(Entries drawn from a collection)
######

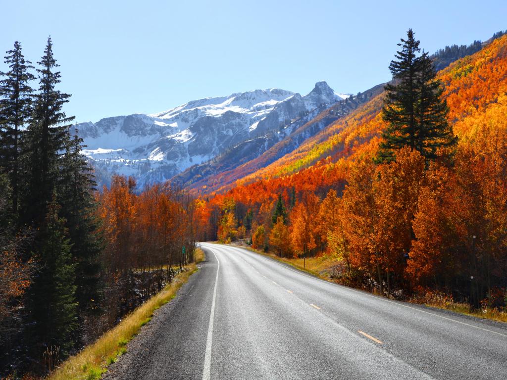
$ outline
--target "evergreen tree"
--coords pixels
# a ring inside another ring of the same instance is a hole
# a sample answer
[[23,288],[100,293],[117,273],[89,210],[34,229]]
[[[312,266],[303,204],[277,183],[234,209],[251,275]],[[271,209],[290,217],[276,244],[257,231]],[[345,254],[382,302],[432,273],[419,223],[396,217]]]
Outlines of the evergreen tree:
[[58,182],[63,153],[70,140],[69,128],[74,117],[67,117],[62,110],[70,95],[55,89],[60,82],[59,65],[53,56],[51,37],[37,69],[40,87],[35,96],[32,120],[25,134],[27,154],[25,167],[26,196],[23,218],[25,222],[41,223],[47,214]]
[[289,195],[288,199],[289,206],[292,209],[296,206],[296,187],[294,186],[291,189],[291,194]]
[[34,68],[25,60],[21,45],[14,43],[14,49],[7,52],[5,63],[8,72],[0,72],[0,170],[9,173],[12,188],[12,211],[18,211],[19,196],[19,155],[21,135],[31,110],[32,92],[29,83],[35,79],[29,72]]
[[279,216],[281,217],[284,224],[287,223],[287,210],[283,204],[283,200],[282,199],[281,194],[278,194],[278,200],[276,202],[276,206],[275,206],[275,213],[273,214],[273,218],[271,220],[271,222],[273,225],[276,224]]
[[417,104],[416,123],[417,141],[415,148],[428,160],[437,158],[440,147],[451,147],[456,144],[457,137],[447,122],[449,107],[442,100],[443,91],[440,81],[436,80],[437,73],[427,53],[419,58],[417,86],[419,96]]
[[426,53],[418,56],[419,42],[409,29],[407,39],[391,61],[393,81],[386,85],[382,119],[388,123],[382,133],[378,162],[394,159],[395,150],[407,145],[418,150],[426,162],[435,157],[440,146],[449,146],[456,139],[447,124],[447,104],[441,99],[440,83]]
[[78,130],[69,141],[61,170],[59,203],[66,220],[71,252],[76,263],[76,299],[80,311],[98,311],[100,298],[99,255],[103,244],[95,216],[93,170],[81,154],[83,139]]
[[74,345],[77,318],[71,244],[59,209],[55,195],[41,226],[40,243],[34,247],[42,269],[30,288],[30,311],[34,322],[32,338],[39,344],[34,348],[59,347],[64,357]]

######

*What needs to be done:* Turn the listing above into a numbered list with one line per item and no blank lines, leaving the pictures out.

*Correct answer:*
1. $ outline
2. --target "evergreen tree"
3. --coords pixels
4. # a ring inside another ring of the same instance is a hole
5. # a sample answer
6. [[23,288],[100,293],[117,273],[89,210],[34,229]]
7. [[[312,266],[303,204],[277,183],[234,209],[251,275]],[[271,209],[290,217],[276,244],[257,231]],[[345,254],[382,302],[432,273],[419,223],[396,217]]]
8. Outlines of the evergreen tree:
9. [[58,182],[63,153],[70,140],[69,128],[74,117],[67,117],[62,110],[70,95],[55,89],[60,82],[59,65],[53,56],[51,37],[37,69],[40,87],[35,96],[32,120],[25,134],[27,154],[25,167],[26,196],[23,218],[25,222],[41,223],[47,214]]
10. [[289,195],[288,199],[289,206],[292,209],[296,206],[296,187],[294,186],[291,189],[291,194]]
11. [[34,68],[25,60],[21,45],[14,43],[14,49],[7,52],[5,63],[8,72],[0,72],[0,170],[9,173],[12,188],[12,211],[18,211],[19,196],[19,155],[21,135],[31,110],[32,92],[29,83],[35,79],[29,72]]
12. [[279,216],[281,217],[284,224],[287,223],[287,210],[283,204],[283,200],[282,199],[281,194],[278,194],[278,200],[276,202],[276,206],[275,206],[275,213],[273,214],[273,218],[271,220],[271,222],[273,225],[276,224]]
13. [[417,104],[416,123],[417,141],[415,148],[428,160],[437,158],[440,147],[451,147],[456,144],[457,137],[447,122],[449,107],[442,100],[443,91],[440,81],[436,80],[437,73],[427,53],[419,58],[417,86],[419,96]]
14. [[426,53],[418,56],[419,42],[409,29],[407,39],[391,61],[393,81],[386,85],[382,119],[388,123],[382,133],[378,162],[394,159],[395,150],[407,145],[418,150],[426,162],[435,157],[440,146],[449,146],[456,139],[447,124],[447,104],[441,99],[440,83]]
15. [[78,130],[69,141],[61,170],[59,203],[66,220],[71,252],[76,263],[76,299],[80,311],[98,311],[100,298],[99,255],[103,244],[95,216],[93,170],[81,154],[83,139]]
16. [[74,345],[77,318],[71,244],[59,209],[55,195],[41,226],[40,243],[34,247],[42,269],[30,288],[30,311],[34,322],[32,338],[39,344],[34,348],[59,347],[64,357]]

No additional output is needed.